### Extract
..............................
The Wolves have to decide whether to commit to Andrew Wiggins for the long haul. (AP)
The Wolves have to decide whether to commit to Andrew Wiggins for the long haul. (AP)

After a somewhat disappointing first season under new head coach and president of basketball operations Tom Thibodeau, the Minnesota Timberwolves have made major changes this summer in pursuit of the franchise’s first postseason berth since 2004. Thibs pulled off a draft-night heist to import his former Chicago Bulls workhorse, All-Star swingman Jimmy Butler, and give the team an experienced, versatile leader on both ends of the court. He switched things up at the point, moving Ricky Rubio, a playmaking savant and defensive stalwart who’s long struggled with his shot, to the Utah Jazz before signing free-agent Jeff Teague, a clear step down from the Spaniard in the first two departments but a superior shooter and scorer whose game might mesh better with the other Wolves’ talents.

Add in Taj Gibson to fortify Minnesota’s defense and Jamal Crawford to provide an offensive jolt off the bench, and the Wolves have the look of a team ready to climb from the bottom of the West up to the ranks of the conference’s playoff contenders. They could still use some more depth on the wing — in today’s NBA, who couldn’t? — but by and large, there’s just one big piece of business left on the Wolves’ agenda: an extension for 2014 No. 1 overall pick and Rookie of the Year Andrew Wiggins.
..............................
### Data provided
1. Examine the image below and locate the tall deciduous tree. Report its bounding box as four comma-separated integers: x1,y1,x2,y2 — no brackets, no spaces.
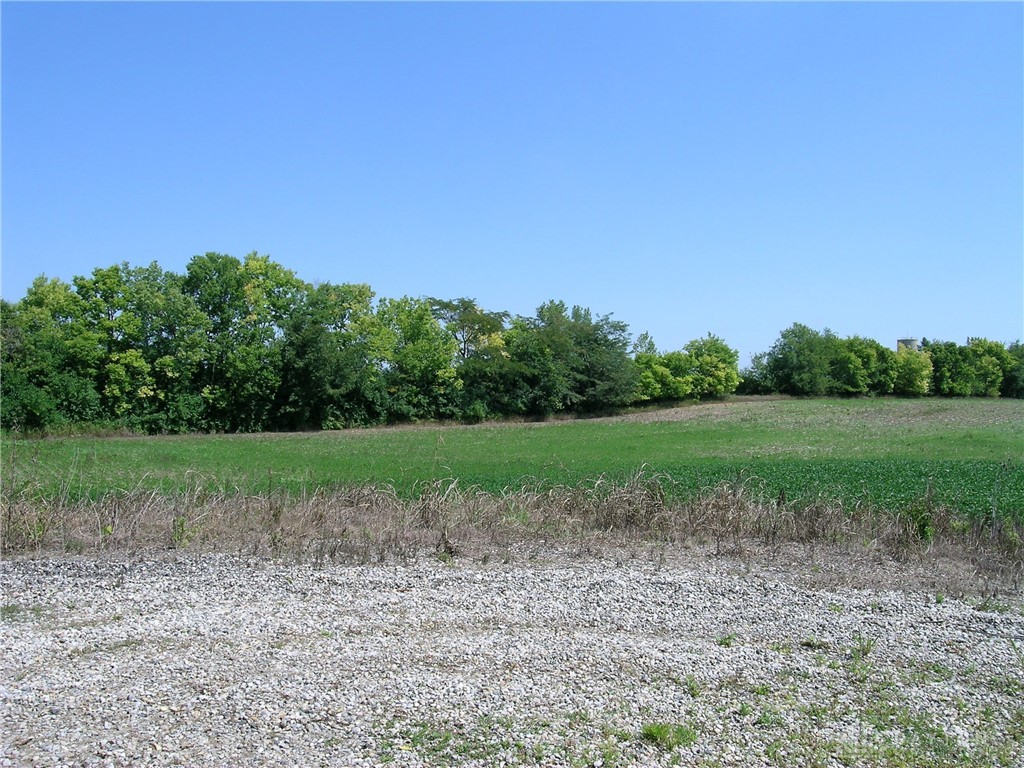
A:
183,253,306,431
..............................
### Required tasks
(a) Decide whether each statement agrees with the Timberwolves article, answering yes or no and quoting the words that settle it: (i) Jeff Teague was sent to the Utah Jazz. (ii) Minnesota had not reached the postseason since 2004. (iii) Andrew Wiggins was the No. 1 overall pick in 2014.
(b) Copy word for word everything in the Timberwolves article from "After a somewhat" down to "other Wolves’ talents.".

### Results for the exercise
(a)
(i) No: "moving Ricky Rubio, a playmaking savant and defensive stalwart who’s long struggled with his shot, to the Utah Jazz before signing free-agent Jeff Teague"
(ii) Yes: "the franchise’s first postseason berth since 2004"
(iii) Yes: "2014 No. 1 overall pick and Rookie of the Year Andrew Wiggins"

(b)
After a somewhat disappointing first season under new head coach and president of basketball operations Tom Thibodeau, the Minnesota Timberwolves have made major changes this summer in pursuit of the franchise’s first postseason berth since 2004. Thibs pulled off a draft-night heist to import his former Chicago Bulls workhorse, All-Star swingman Jimmy Butler, and give the team an experienced, versatile leader on both ends of the court. He switched things up at the point, moving Ricky Rubio, a playmaking savant and defensive stalwart who’s long struggled with his shot, to the Utah Jazz before signing free-agent Jeff Teague, a clear step down from the Spaniard in the first two departments but a superior shooter and scorer whose game might mesh better with the other Wolves’ talents.